EXERCISE TASKS:
(a) In the book reviews, for how many years was Katherine Paterson a missionary?
(b) Copy from the book reviews the stretch from "Good News, Bad" through "3-7, 4 stars.".

SELECTION:

####################

Good News, Bad News by Jeff Mack
A picture book with few words (literally only “good news” and “bad news”), it was nevertheless really funny. I do think it is meant for a child slightly older than my son who can pick up on the visual hints given by the illustrations. This book was part of a Best of 2012 Picture Books list. Recommended for ages 3-7, 4 stars.
The Light of the World: The Life of Jesus for Children by Katherine Paterson, illustrated by Francois Roca
I’m always on the lookout for Bible picture books to read to the kids in the Nursery and my son. It was interesting to find out that Katherine Paterson was a missionary for four years, as well as being married to a minister and the child of missionaries before she became a writer, especially as her book “Bridge to Terabithia” has caused so much controversy for its subject matter. Anyways, the book is basically a well-done summary of the life of Jesus from conception to his death. The book is greatly enhanced by the gorgeous paintings of Francois Roca, who actually makes Jesus and the rest of the people in the book look like the area they came from and not lily-white like most stories like to portray him. Recommended for ages 3-8, 4 stars.
Clementina’s Cactus by Ezra Jack Keats
I had never even heard of this story before finding on the Ezra Jack Keats website. Since I live in the Southwest, I’m always looking for books on the topic for me and my son. I had no idea that it was a wordless picture book (apparently it was the only one Keats ever made), but I enjoyed the cute story about Clementina and her father. They find a cactus in the desert and the little girl is so intrigued by it. They have to leave because of an upcoming thunderstorm, but the little girl can’t get the cactus out of her head. The next morning she goes out to find that the cactus has flowered overnight and looks very pretty. Keats’ illustrations are gorgeous watercolor paintings that really capture the look of the desert, and I love all the bright splotches of color. My favorite illustrations is the nighttime scene in the desert, and the reverse illustration is featured on the front/back covers of the book. A cool animated version of the book is featured on the Ezra Jack Keats’ website: . Recommended for ages 4-8, 3 stars.
Oh No!: Or How My Science Project Destroyed the World by Mac Barnett, illustrated by Dan Santat
This book almost plays out like a 60s Japanese sci-fi movie, as it is about an escaped science fair project (a robot with laser eyes, dog mind control and a super claw) that is terrorizing a young girl’s city. The detailed illustrations are what get me, as they are genius. For example, the girl’s school is “Home of the Fighting Jackalopes” which are a made-up rabbit/antelope hybrid; or all the signs in Japanese; or the dogs wearing aluminum helmets to protect themselves from the robot. The girl tries to stop her creation, realizing along the way that her techniques aren’t working. So she does the only thing she knows how to do, creates another super monster, a giant toad, which dispatches the robot but is hard to control. I love the endpages, as the beginning one shows the specs for the robot and the end show how she created the magnifying machine to create the toad. I’m not sure that most children would get all the jokes in the book, but I know parents would. Recommended for ages 7-12, 4 stars.

####################

GIVEN DATA:
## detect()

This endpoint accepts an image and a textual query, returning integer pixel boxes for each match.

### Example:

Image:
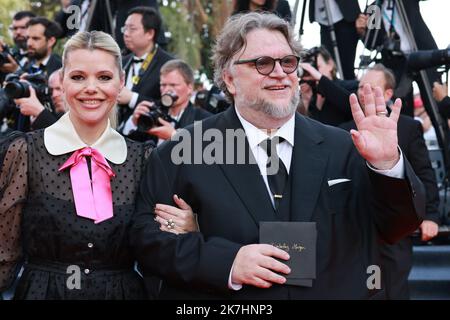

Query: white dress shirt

[125,52,148,109]
[228,108,405,291]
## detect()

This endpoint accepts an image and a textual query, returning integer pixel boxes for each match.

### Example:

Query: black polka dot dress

[0,130,151,299]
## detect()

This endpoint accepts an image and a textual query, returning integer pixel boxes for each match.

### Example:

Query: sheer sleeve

[0,133,28,292]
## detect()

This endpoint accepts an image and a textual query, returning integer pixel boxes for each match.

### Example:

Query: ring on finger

[377,110,387,117]
[166,219,176,229]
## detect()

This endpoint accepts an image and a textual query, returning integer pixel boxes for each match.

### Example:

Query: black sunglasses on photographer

[234,54,300,76]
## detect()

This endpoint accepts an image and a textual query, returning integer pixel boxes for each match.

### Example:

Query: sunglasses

[234,55,300,76]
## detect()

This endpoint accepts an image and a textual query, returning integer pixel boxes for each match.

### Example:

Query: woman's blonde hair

[62,31,123,128]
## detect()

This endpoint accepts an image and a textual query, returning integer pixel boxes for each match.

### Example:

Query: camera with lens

[0,73,52,132]
[138,92,178,132]
[4,73,50,103]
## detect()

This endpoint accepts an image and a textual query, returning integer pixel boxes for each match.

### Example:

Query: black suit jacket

[130,108,424,300]
[309,0,361,23]
[339,115,439,223]
[115,0,168,48]
[341,115,439,299]
[119,47,174,123]
[128,102,212,145]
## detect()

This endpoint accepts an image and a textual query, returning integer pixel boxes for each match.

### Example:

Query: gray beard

[242,89,300,119]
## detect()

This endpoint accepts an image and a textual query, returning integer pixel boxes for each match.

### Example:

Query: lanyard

[131,44,158,86]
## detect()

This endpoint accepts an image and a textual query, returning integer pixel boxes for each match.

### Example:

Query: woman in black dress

[0,31,195,299]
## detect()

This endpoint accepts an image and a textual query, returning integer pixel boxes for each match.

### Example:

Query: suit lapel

[289,115,329,221]
[218,107,277,225]
[175,102,195,129]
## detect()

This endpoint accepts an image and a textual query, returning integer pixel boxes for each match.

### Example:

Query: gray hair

[159,59,194,85]
[212,12,302,101]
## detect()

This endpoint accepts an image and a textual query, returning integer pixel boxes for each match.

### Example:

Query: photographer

[357,0,439,117]
[0,11,36,82]
[23,17,62,76]
[14,70,64,130]
[0,72,61,132]
[300,47,352,126]
[122,60,211,144]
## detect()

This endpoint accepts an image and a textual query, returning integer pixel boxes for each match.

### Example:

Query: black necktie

[259,137,288,210]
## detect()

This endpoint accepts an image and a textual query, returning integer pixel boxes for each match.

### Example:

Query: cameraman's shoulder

[193,107,213,120]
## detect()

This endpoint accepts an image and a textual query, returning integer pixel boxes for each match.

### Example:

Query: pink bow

[59,147,115,223]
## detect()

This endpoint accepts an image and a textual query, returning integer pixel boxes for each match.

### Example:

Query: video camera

[138,92,178,132]
[0,73,52,129]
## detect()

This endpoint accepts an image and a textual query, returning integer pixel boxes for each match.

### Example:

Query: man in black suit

[0,11,36,83]
[14,70,65,130]
[115,0,167,48]
[3,17,62,132]
[341,64,439,299]
[23,17,62,77]
[300,47,352,126]
[309,0,361,80]
[356,0,440,117]
[118,7,173,128]
[122,59,211,144]
[130,12,424,300]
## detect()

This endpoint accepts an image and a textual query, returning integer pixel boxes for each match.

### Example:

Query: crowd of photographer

[0,0,450,299]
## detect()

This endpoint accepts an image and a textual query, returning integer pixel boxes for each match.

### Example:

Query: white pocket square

[328,179,351,187]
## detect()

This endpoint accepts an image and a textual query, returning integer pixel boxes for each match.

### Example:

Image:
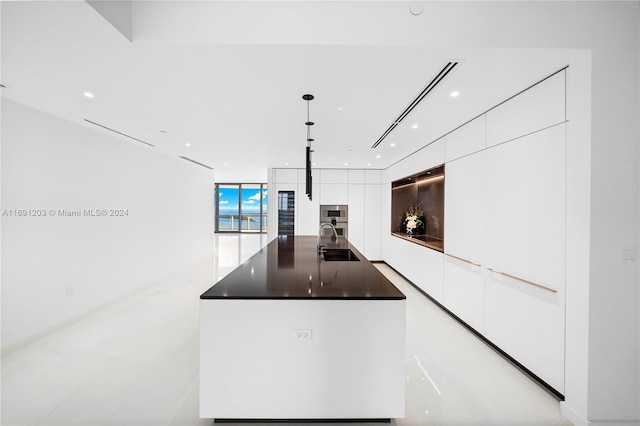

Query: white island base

[200,299,406,420]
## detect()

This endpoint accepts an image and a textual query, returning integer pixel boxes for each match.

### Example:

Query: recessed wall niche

[391,164,444,251]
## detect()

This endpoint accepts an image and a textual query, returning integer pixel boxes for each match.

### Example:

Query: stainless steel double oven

[320,204,349,238]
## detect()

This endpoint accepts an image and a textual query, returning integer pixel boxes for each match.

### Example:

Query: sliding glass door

[216,183,267,232]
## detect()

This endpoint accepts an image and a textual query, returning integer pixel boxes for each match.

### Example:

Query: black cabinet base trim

[384,262,564,401]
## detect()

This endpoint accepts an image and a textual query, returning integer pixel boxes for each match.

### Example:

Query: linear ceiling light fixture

[180,156,213,170]
[84,118,155,147]
[302,94,314,201]
[371,62,458,148]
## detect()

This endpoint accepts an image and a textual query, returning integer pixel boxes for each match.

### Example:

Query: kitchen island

[200,236,406,421]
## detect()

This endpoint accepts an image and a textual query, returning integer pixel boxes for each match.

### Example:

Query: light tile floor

[0,235,569,426]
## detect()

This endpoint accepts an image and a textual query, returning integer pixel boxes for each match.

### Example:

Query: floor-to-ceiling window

[216,183,267,232]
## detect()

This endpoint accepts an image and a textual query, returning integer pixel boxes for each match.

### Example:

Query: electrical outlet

[293,328,313,342]
[622,245,638,263]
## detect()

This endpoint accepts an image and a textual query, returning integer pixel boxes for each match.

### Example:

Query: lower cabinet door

[443,255,485,334]
[484,270,564,393]
[420,248,444,303]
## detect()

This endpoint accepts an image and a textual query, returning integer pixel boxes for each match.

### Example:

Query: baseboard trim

[383,262,564,401]
[560,401,589,425]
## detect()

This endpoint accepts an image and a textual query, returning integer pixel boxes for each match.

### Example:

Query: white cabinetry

[417,246,444,303]
[444,114,487,162]
[347,184,367,251]
[320,181,349,204]
[362,184,382,260]
[485,124,565,392]
[486,124,565,290]
[295,180,320,235]
[443,152,486,333]
[487,71,566,146]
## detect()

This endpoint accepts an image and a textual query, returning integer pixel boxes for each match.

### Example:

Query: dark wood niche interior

[391,164,444,251]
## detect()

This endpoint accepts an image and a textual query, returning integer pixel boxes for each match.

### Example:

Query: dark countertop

[200,236,405,300]
[391,232,444,252]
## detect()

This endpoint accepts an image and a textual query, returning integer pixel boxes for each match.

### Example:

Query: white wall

[1,99,214,349]
[267,169,382,260]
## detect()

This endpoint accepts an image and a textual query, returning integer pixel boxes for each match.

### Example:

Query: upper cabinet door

####################

WRITTEN ANSWERS:
(a) Four years.

(b)
Good News, Bad News by Jeff Mack
A picture book with few words (literally only “good news” and “bad news”), it was nevertheless really funny. I do think it is meant for a child slightly older than my son who can pick up on the visual hints given by the illustrations. This book was part of a Best of 2012 Picture Books list. Recommended for ages 3-7, 4 stars.